→ Exercise objective
Locate every line in the records below that contains the string "region", and copy each of those lines. Case counts.

-- start of Dataset --

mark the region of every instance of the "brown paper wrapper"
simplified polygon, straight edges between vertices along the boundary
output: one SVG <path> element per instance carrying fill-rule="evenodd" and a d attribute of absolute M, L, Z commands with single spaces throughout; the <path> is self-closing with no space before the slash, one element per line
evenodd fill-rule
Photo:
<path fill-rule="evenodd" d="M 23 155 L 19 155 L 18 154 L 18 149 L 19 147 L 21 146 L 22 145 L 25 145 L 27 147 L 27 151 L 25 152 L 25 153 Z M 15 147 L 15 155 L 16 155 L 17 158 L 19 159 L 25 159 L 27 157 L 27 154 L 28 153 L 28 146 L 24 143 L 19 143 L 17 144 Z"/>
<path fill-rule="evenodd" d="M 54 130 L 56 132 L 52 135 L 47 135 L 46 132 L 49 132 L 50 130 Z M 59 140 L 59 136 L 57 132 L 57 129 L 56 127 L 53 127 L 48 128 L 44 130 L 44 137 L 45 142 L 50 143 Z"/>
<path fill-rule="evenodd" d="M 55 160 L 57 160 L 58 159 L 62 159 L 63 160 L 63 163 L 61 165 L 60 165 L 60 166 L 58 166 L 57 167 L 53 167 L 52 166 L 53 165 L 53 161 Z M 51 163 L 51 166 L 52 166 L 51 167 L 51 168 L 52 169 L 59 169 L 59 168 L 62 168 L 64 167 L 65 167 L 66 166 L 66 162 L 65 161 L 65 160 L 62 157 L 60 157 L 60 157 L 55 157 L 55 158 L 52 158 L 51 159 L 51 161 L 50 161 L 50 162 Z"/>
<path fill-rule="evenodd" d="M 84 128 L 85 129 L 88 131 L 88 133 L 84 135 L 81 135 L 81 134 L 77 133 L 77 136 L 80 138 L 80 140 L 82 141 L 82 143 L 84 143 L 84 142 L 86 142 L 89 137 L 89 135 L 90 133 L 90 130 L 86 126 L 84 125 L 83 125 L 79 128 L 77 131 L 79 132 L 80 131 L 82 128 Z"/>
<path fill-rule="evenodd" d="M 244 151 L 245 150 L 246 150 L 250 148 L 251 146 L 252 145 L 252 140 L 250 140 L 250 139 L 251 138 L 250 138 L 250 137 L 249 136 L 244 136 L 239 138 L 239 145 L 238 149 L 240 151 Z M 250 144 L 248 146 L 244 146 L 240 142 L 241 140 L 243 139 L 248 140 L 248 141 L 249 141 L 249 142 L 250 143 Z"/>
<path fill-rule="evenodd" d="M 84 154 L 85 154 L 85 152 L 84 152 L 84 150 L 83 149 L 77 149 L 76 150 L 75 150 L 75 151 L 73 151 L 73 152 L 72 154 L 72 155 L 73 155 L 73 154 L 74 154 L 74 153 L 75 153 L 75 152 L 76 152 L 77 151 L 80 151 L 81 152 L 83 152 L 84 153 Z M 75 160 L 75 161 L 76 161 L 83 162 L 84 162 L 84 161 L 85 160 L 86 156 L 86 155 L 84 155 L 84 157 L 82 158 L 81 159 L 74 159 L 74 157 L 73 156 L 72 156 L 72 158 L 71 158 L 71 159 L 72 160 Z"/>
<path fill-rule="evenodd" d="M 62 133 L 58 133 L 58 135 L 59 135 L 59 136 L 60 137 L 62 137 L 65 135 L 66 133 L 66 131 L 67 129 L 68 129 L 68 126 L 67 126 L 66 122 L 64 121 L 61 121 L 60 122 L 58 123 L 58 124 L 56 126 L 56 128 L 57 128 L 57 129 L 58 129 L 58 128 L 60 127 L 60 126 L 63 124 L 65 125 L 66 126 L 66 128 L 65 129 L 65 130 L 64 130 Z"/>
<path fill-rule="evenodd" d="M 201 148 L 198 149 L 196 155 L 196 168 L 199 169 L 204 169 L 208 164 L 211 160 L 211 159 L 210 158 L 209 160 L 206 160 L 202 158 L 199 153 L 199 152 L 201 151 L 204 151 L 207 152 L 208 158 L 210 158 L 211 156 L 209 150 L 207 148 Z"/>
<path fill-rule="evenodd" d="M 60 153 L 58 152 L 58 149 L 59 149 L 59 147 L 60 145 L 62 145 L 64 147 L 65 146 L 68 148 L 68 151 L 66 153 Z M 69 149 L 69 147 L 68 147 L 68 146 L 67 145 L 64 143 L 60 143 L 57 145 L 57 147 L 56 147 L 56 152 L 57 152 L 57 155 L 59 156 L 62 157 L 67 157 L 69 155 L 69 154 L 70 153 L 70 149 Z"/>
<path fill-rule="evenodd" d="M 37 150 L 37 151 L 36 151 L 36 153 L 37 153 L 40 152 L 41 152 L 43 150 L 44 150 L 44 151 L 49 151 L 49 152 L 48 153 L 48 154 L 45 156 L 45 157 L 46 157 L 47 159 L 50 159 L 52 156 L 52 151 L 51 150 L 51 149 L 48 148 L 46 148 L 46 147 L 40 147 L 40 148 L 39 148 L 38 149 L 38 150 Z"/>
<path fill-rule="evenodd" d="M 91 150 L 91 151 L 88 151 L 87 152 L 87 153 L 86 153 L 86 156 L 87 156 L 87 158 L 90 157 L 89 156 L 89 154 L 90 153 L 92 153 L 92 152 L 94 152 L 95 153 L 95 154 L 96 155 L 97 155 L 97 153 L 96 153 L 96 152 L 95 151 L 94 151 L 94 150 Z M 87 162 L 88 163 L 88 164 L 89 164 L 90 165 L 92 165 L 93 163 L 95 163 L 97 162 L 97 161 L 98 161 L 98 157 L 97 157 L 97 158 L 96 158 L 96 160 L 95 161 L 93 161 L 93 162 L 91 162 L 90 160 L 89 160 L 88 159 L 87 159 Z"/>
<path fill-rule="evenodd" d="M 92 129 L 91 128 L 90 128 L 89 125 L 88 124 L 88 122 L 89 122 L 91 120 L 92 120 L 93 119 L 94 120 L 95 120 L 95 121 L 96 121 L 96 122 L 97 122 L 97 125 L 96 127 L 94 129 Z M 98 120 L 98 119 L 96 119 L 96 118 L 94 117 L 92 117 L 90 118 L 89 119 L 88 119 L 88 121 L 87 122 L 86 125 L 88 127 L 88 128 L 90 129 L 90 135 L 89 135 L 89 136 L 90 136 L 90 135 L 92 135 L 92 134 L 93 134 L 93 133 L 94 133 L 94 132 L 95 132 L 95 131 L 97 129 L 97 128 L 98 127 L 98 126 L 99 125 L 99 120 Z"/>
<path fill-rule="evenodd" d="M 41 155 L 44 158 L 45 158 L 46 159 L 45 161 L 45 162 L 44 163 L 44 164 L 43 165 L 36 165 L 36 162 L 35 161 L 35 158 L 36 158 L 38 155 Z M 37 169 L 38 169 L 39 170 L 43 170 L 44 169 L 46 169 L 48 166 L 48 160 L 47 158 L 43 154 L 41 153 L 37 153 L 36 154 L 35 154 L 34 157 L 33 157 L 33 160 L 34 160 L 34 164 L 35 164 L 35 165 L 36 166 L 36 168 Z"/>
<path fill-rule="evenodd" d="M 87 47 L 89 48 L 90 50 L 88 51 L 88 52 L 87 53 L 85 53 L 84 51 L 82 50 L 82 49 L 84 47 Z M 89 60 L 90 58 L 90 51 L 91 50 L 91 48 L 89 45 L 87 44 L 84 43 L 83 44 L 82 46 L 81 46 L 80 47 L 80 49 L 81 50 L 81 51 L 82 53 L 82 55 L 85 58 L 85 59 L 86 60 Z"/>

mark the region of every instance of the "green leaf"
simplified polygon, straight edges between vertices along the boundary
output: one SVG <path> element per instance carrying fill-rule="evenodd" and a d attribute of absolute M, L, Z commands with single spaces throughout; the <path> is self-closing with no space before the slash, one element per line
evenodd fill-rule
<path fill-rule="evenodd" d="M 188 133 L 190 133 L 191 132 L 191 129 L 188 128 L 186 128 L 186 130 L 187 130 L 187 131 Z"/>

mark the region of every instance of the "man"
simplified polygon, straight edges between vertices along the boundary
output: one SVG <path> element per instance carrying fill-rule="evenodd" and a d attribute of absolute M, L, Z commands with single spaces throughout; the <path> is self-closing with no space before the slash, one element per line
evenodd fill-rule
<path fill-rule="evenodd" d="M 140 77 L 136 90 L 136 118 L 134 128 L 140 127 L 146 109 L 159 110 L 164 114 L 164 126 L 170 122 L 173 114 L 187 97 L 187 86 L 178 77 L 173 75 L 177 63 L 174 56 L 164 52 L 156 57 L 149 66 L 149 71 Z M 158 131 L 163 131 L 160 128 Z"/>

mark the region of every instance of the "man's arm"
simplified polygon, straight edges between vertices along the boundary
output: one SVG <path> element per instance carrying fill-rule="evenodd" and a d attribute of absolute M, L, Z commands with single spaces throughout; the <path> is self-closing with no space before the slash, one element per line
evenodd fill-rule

-- end of Dataset --

→ Final result
mark the region of every instance of the "brown paper wrapper"
mark the region of every instance of the "green leaf"
mark the region of every instance of the "man"
mark the region of every instance of the "man's arm"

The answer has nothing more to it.